*WHAT YOU HAVE TO DO*. If a line of the data below holds the word "floor", list it.

***** RECORDS FOR THE EXERCISE

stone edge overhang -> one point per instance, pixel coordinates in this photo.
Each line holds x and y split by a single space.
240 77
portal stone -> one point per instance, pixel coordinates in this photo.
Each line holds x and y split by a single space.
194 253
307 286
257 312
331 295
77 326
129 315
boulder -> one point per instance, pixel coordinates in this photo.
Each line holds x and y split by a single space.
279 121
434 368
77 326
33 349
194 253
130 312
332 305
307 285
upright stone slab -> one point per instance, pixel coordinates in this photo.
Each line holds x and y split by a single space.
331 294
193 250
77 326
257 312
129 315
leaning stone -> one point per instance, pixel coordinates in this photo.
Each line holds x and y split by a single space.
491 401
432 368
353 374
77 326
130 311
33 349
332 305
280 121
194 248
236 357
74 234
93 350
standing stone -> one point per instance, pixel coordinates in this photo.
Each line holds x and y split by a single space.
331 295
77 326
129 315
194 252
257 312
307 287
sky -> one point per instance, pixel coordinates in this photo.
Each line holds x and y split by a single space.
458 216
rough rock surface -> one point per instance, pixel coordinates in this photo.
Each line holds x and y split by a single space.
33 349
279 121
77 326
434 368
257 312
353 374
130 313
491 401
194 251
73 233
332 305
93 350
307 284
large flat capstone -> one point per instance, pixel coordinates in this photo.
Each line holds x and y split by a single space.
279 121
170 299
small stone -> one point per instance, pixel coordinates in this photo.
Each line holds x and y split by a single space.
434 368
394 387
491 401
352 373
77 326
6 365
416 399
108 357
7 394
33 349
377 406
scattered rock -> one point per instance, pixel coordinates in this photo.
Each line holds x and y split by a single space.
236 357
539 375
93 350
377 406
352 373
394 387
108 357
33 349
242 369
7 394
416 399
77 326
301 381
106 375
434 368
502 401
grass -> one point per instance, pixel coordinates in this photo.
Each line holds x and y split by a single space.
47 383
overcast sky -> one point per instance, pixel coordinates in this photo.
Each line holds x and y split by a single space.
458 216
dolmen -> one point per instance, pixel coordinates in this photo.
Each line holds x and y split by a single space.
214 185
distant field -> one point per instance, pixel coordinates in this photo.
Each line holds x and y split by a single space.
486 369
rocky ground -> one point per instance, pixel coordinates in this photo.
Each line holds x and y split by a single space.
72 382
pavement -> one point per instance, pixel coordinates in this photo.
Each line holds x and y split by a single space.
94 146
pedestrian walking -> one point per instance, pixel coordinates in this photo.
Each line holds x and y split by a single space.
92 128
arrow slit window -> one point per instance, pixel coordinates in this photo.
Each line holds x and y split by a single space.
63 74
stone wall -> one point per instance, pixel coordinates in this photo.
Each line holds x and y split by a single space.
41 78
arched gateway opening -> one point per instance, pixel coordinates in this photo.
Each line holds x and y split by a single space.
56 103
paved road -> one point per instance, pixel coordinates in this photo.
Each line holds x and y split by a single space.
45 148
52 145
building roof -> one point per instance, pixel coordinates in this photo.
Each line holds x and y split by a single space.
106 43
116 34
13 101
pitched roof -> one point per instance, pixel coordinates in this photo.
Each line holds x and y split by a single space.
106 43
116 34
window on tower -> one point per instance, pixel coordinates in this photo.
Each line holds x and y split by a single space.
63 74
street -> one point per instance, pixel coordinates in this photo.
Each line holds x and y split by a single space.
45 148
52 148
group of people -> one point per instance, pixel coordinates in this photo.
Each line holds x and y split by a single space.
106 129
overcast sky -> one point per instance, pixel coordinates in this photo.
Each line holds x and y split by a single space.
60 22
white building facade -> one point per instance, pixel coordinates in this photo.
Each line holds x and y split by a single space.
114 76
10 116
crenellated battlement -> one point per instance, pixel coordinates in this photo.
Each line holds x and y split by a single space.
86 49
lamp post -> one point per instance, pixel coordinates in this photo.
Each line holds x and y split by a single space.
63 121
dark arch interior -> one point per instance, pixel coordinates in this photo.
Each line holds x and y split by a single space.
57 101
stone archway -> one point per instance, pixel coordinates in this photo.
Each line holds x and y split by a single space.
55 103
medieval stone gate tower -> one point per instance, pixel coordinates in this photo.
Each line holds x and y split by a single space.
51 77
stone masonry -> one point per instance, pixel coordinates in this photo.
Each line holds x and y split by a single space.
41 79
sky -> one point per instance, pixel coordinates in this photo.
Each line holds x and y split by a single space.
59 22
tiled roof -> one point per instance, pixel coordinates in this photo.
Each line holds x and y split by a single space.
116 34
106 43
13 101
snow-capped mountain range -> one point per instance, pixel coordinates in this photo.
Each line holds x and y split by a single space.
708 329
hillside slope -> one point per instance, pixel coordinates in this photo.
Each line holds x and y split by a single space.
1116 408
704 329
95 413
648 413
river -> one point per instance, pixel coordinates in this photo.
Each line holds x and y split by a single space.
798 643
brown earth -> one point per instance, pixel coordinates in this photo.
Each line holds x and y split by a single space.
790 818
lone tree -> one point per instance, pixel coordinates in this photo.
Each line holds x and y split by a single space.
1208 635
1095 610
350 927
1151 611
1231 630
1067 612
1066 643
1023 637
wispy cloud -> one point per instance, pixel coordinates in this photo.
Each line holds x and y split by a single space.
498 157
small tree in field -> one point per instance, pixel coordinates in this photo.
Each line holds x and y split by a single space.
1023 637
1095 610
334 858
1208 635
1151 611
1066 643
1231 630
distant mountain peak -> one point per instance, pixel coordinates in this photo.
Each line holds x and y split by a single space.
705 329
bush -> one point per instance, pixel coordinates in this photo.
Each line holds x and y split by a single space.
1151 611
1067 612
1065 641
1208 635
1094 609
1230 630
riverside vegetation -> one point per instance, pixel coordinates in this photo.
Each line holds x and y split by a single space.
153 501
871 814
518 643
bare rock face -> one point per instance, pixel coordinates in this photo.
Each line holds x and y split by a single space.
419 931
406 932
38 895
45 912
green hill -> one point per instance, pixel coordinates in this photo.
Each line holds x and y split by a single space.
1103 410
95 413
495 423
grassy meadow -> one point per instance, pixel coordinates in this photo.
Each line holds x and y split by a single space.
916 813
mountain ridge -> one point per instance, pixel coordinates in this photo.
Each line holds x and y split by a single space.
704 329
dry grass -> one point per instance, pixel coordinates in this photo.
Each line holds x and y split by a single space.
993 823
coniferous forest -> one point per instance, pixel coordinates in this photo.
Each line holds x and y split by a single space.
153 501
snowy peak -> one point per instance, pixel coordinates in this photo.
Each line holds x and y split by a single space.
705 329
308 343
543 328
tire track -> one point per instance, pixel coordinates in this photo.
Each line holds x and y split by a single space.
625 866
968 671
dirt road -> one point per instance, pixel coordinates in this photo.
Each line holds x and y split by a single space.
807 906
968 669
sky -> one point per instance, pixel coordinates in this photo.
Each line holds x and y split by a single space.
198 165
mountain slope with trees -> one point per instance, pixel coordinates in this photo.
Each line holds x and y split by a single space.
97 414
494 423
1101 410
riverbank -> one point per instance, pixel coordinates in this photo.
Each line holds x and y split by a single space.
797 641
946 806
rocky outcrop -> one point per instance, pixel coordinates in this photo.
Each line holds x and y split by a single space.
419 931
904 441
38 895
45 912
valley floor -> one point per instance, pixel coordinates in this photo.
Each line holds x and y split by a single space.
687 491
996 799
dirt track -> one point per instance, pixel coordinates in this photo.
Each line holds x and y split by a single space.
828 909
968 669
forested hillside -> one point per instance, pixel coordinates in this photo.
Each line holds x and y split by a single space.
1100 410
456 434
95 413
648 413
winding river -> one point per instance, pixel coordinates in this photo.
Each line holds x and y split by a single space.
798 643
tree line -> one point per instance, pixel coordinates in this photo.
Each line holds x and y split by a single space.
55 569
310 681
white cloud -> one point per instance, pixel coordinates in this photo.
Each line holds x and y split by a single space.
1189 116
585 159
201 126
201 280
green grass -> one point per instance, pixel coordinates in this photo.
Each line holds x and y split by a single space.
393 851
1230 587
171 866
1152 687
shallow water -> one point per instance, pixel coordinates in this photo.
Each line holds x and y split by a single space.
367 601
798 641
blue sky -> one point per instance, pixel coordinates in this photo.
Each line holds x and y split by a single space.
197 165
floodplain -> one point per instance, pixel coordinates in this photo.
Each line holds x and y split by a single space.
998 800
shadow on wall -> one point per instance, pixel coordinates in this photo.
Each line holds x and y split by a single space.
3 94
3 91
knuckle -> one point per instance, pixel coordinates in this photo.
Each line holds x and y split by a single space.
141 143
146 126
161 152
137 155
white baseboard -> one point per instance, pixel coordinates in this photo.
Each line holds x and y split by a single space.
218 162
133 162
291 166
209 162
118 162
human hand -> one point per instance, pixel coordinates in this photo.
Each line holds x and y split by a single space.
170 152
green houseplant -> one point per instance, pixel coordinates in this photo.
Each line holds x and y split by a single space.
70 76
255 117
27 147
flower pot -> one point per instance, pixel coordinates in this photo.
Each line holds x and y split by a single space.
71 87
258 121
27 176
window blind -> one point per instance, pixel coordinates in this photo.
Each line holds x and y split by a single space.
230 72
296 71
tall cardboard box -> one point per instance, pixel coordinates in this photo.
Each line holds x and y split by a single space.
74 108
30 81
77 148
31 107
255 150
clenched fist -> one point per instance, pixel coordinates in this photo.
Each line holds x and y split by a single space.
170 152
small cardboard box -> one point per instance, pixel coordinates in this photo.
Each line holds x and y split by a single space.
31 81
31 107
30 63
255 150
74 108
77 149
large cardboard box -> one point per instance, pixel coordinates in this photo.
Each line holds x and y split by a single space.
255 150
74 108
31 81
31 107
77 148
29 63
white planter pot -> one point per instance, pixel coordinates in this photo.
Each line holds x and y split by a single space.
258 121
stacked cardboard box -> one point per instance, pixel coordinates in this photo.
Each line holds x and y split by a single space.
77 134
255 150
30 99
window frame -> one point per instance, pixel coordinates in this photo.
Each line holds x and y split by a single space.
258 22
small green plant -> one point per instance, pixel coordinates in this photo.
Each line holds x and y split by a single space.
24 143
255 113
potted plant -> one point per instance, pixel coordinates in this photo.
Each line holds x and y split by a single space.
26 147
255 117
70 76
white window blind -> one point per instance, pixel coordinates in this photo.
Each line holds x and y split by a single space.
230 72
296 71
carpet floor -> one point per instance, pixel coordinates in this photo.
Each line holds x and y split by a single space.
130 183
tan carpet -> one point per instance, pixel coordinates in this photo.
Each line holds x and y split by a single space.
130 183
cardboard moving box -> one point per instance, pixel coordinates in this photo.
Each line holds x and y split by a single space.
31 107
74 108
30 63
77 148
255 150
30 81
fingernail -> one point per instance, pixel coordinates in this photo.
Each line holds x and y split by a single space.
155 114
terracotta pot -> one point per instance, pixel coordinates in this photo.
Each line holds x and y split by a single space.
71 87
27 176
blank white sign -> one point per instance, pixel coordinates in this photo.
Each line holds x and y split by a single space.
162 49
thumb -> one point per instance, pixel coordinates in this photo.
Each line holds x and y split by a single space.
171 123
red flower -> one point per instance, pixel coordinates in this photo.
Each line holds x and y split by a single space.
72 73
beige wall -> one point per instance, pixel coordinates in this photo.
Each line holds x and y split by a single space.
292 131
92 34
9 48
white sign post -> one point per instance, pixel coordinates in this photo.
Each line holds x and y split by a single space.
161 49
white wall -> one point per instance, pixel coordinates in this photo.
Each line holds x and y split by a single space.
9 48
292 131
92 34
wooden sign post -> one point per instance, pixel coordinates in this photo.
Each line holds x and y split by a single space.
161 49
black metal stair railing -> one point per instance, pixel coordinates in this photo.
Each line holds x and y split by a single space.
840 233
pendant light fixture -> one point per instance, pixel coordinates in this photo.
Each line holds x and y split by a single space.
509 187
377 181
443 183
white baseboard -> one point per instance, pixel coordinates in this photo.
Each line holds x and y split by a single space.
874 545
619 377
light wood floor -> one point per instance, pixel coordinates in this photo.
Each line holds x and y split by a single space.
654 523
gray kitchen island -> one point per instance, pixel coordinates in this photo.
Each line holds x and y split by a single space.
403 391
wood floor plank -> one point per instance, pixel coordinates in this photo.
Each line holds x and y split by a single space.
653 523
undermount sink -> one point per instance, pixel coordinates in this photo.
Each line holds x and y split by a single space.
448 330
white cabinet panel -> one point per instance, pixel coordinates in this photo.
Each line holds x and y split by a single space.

**********

*ANSWER FOR THIS EXERCISE*.
valley floor -> one point per instance, pixel coordinates in this photo.
carpet floor -> one point per instance, pixel coordinates in this photo.
light wood floor -> one point per instance, pixel coordinates in this photo.
wood floor plank -> one point per instance, pixel coordinates in this photo.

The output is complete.